### EXTRACT
════════════════════

What does the supply chain for software at scale look like?
There’s something that I’m exploring here a little bit that’s been on my mind lately that I’m going to share with you guys. So, I spend a lot of time talking about the differences between Agile practices and the nature of the organization that is necessary to deliver against those Agile practices. In my world, it’s really the difference between, let’s say, doing Scrum, right?
I’ve got Scrum Masters and Product Owners, and I do daily stand-ups, sprint planning, reviews, and retrospectives. But the idea is to have really well-formed, complete cross-functional teams, teams that operate off of a clear backlog and are able to produce a working, tested increment of software at the end of every sprint.
We go to client after client, up clients that are doing Agile really well. Agile is pretty well understood at this point, but they are unable to form the kinds of teams that we want them to form, unable to build the kinds of backlogs that we need them to build, unable to produce the working, tested software that we want them to produce.
And this is the interesting thing. So, I’m going to challenge you guys for a minute. If you go back to the early works on Agile, back in the early 2000s, the early Mary Poppendieck work, the early Kent Beck work, the early Ken Schwaber work, the early Alistair Cockburn work, the early Mike Cohn work, all that stuff, right?
Those guys were exploring the underlying theory of how you organize around value streams. They were exploring the idea of how to deal with variation in highly variable systems. They were exploring the idea of Lean applied to the software development process, how to operate in smaller batches, how to continuously focus on quality, how to continuously get feedback.
I talked a bit about the idea, maybe the differences between predictive process control and empirical process control. There is a deep understanding, a deep exploration of the theory of software over time. What started happening was that those practices became codified. And then you have Jim Cundiff and others at the Scrum Alliance who really popularized the CSM training.
Right. They took Agile mainstream. Even PME got on board with the PMI, ACP certification. In order to certify somebody, you really have to make it repeatable, right? You have to know the roles, the ceremonies, and the artifacts. What is Agile? What do you do to do Agile? At this point in our evolution as an industry, it seems like we are focusing on the practices of Agile over the underlying theory. I talk about this a lot, right? We talk about Leading Agile being a systems-first company. We have to get the structure of the organization right.
We have to get the governance and metrics right. We have to have an idea of what the end-to-end system of delivery looks like. Then we enable that with practices, and culture emerges over time. But what I’m really hunting down when I go down that exploration is that a lot of us have either forgotten or are not aware of the underlying physics that those practices were designed to work on top of.

════════════════════

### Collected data

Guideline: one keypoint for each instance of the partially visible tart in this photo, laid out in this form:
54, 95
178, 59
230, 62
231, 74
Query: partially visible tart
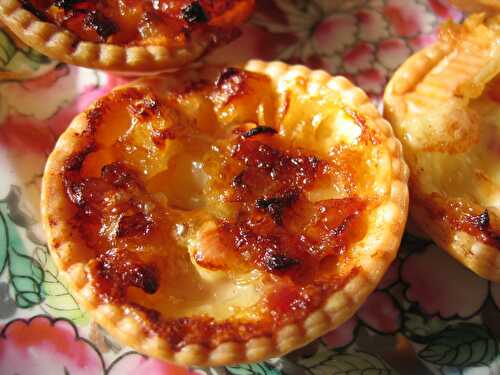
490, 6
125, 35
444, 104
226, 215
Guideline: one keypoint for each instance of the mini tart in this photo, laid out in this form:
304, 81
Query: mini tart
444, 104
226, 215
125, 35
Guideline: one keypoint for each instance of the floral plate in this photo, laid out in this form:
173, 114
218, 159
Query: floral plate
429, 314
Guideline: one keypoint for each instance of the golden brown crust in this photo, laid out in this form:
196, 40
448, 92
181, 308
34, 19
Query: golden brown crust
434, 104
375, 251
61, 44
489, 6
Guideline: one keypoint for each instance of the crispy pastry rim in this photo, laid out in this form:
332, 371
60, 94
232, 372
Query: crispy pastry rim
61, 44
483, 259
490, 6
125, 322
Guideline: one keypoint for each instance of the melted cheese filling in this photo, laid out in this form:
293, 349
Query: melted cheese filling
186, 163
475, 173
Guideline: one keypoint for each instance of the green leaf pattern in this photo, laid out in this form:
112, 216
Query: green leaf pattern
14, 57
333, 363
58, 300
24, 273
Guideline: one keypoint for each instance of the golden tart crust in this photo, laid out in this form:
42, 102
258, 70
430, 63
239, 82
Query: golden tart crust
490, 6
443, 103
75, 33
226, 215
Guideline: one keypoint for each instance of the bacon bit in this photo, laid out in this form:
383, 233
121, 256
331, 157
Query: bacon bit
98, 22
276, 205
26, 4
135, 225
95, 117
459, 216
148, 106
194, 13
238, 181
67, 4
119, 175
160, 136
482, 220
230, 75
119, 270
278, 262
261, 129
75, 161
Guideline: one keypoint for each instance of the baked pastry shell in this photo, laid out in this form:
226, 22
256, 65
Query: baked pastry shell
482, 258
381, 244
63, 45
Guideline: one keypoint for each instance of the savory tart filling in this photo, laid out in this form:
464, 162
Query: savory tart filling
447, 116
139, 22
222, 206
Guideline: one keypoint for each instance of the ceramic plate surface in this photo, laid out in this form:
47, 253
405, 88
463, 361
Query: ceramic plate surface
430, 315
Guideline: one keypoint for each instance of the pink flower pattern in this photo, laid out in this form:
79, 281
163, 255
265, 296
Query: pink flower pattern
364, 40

════════════════════

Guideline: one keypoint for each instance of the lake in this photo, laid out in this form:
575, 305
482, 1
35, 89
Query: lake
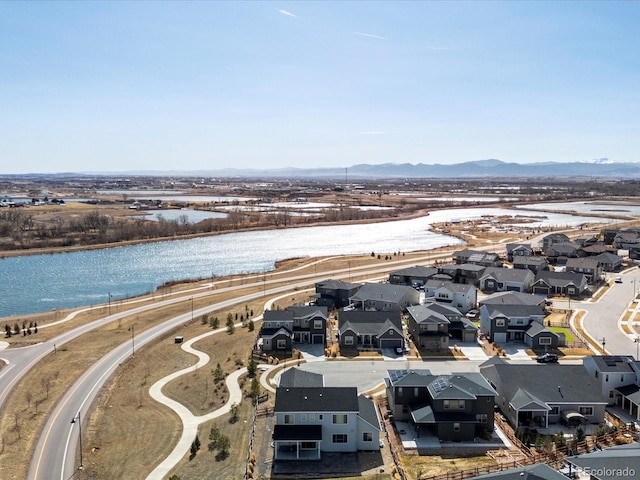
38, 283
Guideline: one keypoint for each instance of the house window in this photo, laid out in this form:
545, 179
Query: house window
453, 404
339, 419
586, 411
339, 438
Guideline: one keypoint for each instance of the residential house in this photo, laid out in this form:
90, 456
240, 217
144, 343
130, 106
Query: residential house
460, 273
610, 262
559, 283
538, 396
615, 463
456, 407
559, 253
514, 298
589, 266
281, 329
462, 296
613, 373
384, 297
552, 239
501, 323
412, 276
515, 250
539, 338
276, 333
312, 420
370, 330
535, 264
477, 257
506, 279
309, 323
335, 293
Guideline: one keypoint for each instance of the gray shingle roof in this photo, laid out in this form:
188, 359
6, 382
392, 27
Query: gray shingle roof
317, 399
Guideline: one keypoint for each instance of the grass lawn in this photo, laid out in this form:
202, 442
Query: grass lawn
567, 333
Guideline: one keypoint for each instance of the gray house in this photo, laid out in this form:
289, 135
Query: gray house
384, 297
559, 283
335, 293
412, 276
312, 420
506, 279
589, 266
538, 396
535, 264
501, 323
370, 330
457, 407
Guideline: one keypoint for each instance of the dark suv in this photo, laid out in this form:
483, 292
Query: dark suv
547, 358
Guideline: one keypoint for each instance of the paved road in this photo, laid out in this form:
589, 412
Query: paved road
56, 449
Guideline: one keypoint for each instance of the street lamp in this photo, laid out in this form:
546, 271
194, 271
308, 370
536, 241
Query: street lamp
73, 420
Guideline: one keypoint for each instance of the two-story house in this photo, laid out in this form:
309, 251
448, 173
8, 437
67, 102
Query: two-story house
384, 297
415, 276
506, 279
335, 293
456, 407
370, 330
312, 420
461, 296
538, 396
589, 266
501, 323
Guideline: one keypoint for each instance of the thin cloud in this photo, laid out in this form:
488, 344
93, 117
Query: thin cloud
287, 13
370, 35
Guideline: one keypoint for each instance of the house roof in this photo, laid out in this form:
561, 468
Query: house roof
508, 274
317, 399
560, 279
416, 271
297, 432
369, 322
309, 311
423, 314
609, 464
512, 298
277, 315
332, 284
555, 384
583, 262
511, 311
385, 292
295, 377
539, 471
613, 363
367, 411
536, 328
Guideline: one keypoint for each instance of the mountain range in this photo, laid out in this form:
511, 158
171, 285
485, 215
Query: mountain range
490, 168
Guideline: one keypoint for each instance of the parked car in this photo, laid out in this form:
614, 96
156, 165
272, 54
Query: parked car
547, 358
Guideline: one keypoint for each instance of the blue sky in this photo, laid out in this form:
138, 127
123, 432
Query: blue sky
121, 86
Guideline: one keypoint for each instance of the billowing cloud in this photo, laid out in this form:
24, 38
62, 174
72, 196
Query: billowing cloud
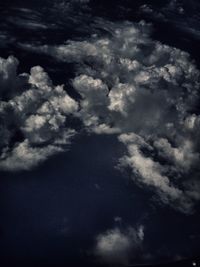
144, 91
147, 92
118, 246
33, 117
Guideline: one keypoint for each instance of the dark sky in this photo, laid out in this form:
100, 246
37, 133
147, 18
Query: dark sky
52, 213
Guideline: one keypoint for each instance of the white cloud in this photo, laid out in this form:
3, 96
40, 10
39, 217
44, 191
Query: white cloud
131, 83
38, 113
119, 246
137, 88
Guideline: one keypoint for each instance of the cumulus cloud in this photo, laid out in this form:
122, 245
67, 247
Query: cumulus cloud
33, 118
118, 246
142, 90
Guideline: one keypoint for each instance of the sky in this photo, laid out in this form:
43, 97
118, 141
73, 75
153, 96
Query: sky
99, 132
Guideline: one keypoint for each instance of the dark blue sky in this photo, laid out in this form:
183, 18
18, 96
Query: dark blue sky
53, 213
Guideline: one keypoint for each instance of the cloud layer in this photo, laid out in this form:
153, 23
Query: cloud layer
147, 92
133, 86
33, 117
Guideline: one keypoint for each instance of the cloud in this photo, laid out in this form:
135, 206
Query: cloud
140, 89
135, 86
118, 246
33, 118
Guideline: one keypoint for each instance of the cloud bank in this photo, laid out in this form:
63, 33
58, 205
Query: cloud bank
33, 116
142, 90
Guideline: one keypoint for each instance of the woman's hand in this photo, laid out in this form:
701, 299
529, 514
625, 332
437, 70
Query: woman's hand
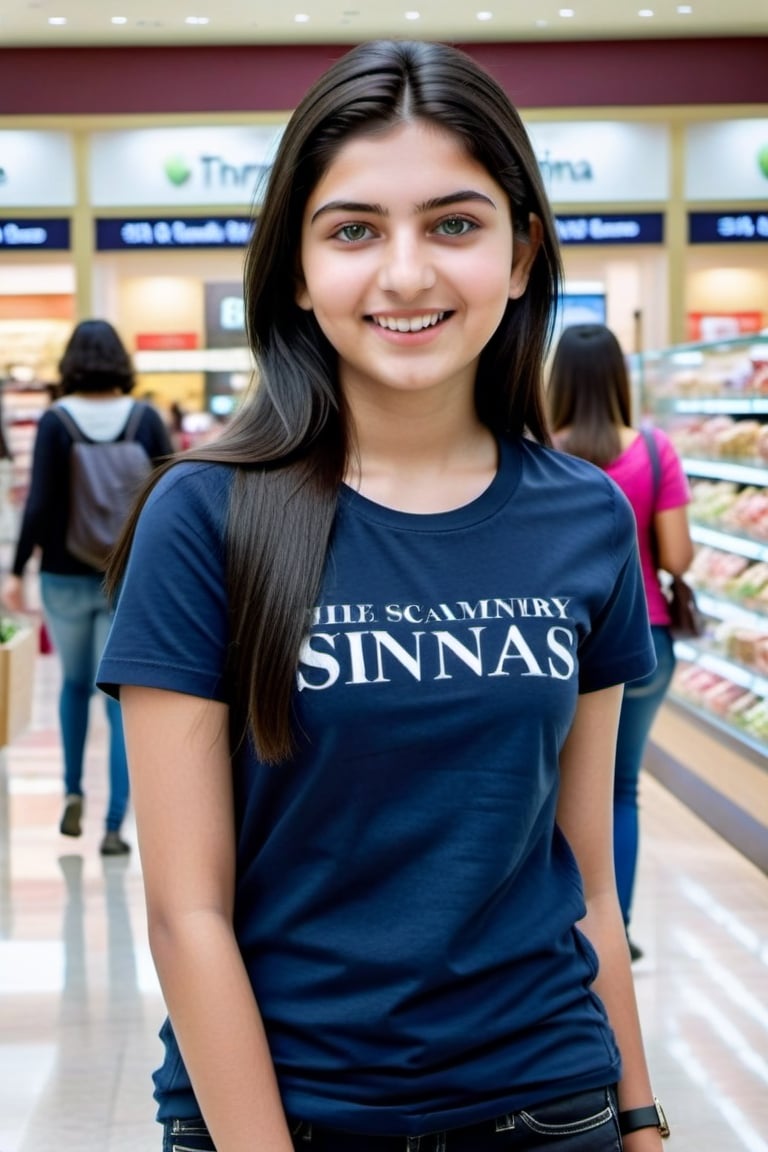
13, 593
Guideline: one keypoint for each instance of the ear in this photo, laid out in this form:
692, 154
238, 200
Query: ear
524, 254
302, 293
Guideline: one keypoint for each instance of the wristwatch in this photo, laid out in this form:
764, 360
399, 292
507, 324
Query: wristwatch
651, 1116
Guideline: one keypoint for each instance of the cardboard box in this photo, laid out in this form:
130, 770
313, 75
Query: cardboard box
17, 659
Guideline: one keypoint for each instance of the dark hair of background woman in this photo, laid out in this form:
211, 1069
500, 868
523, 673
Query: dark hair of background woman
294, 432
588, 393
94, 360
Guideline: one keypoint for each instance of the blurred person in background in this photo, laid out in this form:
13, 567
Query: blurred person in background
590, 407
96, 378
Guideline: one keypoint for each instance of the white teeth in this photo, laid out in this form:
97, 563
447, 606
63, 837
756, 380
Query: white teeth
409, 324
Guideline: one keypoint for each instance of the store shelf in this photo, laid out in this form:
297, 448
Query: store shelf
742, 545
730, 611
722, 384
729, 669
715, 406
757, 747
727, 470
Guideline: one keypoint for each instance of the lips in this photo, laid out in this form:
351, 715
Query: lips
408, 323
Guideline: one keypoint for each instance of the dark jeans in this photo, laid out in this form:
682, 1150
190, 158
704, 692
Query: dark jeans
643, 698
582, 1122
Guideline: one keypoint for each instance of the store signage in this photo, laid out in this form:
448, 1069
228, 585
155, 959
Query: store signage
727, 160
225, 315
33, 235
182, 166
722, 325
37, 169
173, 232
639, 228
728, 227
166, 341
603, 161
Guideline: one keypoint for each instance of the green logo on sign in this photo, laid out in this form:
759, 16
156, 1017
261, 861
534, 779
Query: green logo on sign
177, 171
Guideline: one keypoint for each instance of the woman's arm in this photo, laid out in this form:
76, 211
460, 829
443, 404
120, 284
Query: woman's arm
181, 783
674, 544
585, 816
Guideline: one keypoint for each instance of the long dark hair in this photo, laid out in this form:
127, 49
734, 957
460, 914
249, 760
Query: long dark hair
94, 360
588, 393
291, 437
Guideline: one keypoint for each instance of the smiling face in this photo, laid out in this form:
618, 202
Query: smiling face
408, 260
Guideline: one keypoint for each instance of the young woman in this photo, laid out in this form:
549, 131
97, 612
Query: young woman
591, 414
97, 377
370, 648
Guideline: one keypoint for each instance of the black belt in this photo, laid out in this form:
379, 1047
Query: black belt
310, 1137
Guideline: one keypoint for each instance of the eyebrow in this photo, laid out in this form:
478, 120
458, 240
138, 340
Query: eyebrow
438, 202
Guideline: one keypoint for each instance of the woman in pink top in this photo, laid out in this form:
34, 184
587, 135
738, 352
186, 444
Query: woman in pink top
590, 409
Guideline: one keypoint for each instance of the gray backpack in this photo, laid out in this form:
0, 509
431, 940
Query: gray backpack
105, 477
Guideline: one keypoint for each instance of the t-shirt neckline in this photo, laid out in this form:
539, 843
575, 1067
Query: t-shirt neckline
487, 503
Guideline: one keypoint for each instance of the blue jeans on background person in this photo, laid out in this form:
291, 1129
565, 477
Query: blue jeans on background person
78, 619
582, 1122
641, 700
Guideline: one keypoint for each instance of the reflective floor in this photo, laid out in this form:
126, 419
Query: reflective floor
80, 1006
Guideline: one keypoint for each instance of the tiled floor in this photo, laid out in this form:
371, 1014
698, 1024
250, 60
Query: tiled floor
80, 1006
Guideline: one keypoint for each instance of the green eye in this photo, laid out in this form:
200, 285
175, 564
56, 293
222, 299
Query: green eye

════════════════════

### WHAT YOU WILL DO
A: Copy the passage about Agile from "There’s something that" to "of every sprint.".
B: Return each line of the entries that contains the string "parked". Matching is case-sensitive.

### OUTPUTS FOR THE TASKS
A:
There’s something that I’m exploring here a little bit that’s been on my mind lately that I’m going to share with you guys. So, I spend a lot of time talking about the differences between Agile practices and the nature of the organization that is necessary to deliver against those Agile practices. In my world, it’s really the difference between, let’s say, doing Scrum, right?
I’ve got Scrum Masters and Product Owners, and I do daily stand-ups, sprint planning, reviews, and retrospectives. But the idea is to have really well-formed, complete cross-functional teams, teams that operate off of a clear backlog and are able to produce a working, tested increment of software at the end of every sprint.

B:
Guideline: one keypoint for each instance of the parked car in this photo, laid out in this form:
Query: parked car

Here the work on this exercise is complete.